→ Aim A: In the Mini Cooper SE review, which trim level offers park assist?
→ Aim B: Duplicate the part of the Mini Cooper SE review starting with "Unlike most electric" and going on through "second picture above.".
→ Aim C: Please pick up the Mini Cooper SE review after its final sentence and keep writing it.

→ Reading text:
════
Since the drive was a little short, there wasn’t much opportunity to test the various technology bits the Mini has to offer.

All Mini Cooper SE trim levels come with Apple CarPlay, but like other BMWs, Android Auto is not available. However, the Mini Connected app, which allows owners to check on charging, remotely turn on climate control, and precondition the battery, is available for Android users.

Unlike most electric cars these days, there are no semi-autonomous driver aids available on the Mini. Traffic-aware cruise control is not available on this car. The only thing close to this category is park assist, which is available on the top of the line $36,900 “Iconic” trim level, and which we did not get to test.

But the coolest gizmo was the heads-up display. This pops out of the dash in front of the driver and shows speed, speed limit, and navigation information in a clear but unobtrusive way. This is particularly helpful for complicated directions, as in the case of the second picture above.

And it certainly sounds like a high-tech gizmo when you turn the car on and off:

Design and practicality

The Mini Cooper SE keeps the same classic exterior design of the gas Mini, and there’s no problem with that. It’s been a popular shape since its inception, and even though it has unfortunately gained a lot of pounds since the early days, it still has that same small and fun character as it always had.

The electric Mini has gained several design elements to differentiate it from the gas model. Most obviously, the grille is mostly closed, with only a thin slit for air intake. This improves aerodynamics, as electric cars make less heat than gas cars and don’t need air intake for combustion. The Mini Cooper SE does maintain the small hood scoop, which differentiates Mini’s gas “S” trim from the base model 2-door hardtop.
════
→ Entries shown:
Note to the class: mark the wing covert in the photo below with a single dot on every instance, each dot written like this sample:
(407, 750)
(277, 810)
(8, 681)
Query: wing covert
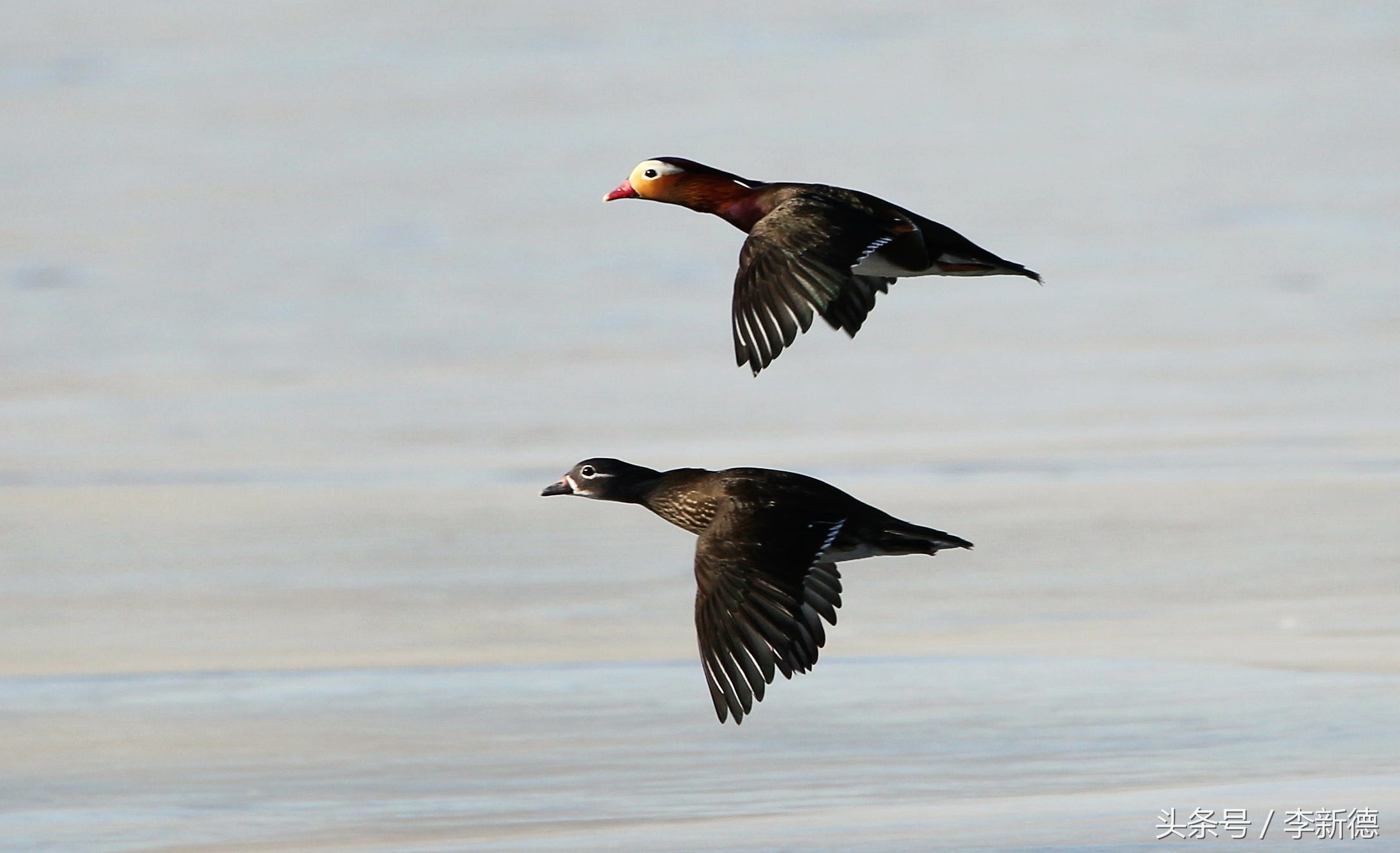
════
→ Task answer A: The top-of-the-line $36,900 "Iconic" trim.

→ Task answer B:
Unlike most electric cars these days, there are no semi-autonomous driver aids available on the Mini. Traffic-aware cruise control is not available on this car. The only thing close to this category is park assist, which is available on the top of the line $36,900 “Iconic” trim level, and which we did not get to test.

But the coolest gizmo was the heads-up display. This pops out of the dash in front of the driver and shows speed, speed limit, and navigation information in a clear but unobtrusive way. This is particularly helpful for complicated directions, as in the case of the second picture above.

→ Task answer C:
I’m really happy to see that Mini has kept the cool logo from the original Mini E, which looks like either an E or a plug, depending on how you look at it. This logo shows up several places on the car’s body, though unfortunately the huge yellow roof sticker, which always attracted a lot of interest for me back in the Mini E days, is absent.

BMW’s lost decade

This dovetails into my main annoyance about this car. That annoyance is the model year attached to it: 2020.
As you may have caught on to by now, I drove the Mini E in 2009 and loved it. Most of us who drove it loved it. My friends who I let drive it loved it. It was quirky and it wasn’t ready for primetime, but it was close. It could have been ready for primetime, with some more effort.

BMW took what they learned from the Mini E and incorporated it into future vehicle programs. They came out with the ActiveE in 2011, another lease-only electric vehicle program based on the 1-series platform. Then came their first ground-up, non-retrofit EV, the i3, in the 2014 model year.
They really did have an impressive lead on the rest of the industry. In 2014, the only notable ground-up EVs available were the Nissan Leaf, the Tesla Model S, and the BMW i3 (the Mitsubishi i-MiEV also…existed). And the BMW, in some ways, might have even been the best-engineered of the bunch. Its extensive use of carbon fiber reinforced plastic (CFRP) allowed a curb weight of just 2,600lbs for a four-seater with plenty of headroom.

But then… nothing happened. One of the large German auto manufacturers simply sat on their hands. There was an occasional anonymous, unserious plug-in hybrid with 14 miles of electric range, and there were a few improvements to the i3. But no new models. The CEO even stepped down because of a lack of EV progress (but the new guy might not be much better).

The i3 has been selling steadily since it came out, and the battery has steadily improved, leading buyers to shift more toward BEV rather than PHEV over the years. And BMW does sell more “electrified” cars, as a percentage of their sales, than most companies — around 7% of US sales are electrified. But that counts those anonymous plug-in hybrids, too.

In the meantime, lots of other EVs came out from other manufacturers, and it would be very hard to argue that BMW has any sort of lead on pure electric vehicles now — or that they’re even in the conversation, given that the i3 was designed at least partially as a PHEV.

Let’s hope this new electric Mini changes that. Despite the minor improvements from the Mini E in terms of specs, the package is a lot more complete and refined than it was in 2009. It took too long to get here, and this car should have been out years ago, but at least it’s finally here.

And in one way they’re still beating other manufacturers. 

Many automakers have been saying that 2020 would be their big year that they debut their new electric vehicles and start selling them in numbers. But now, all we’re hearing is delays.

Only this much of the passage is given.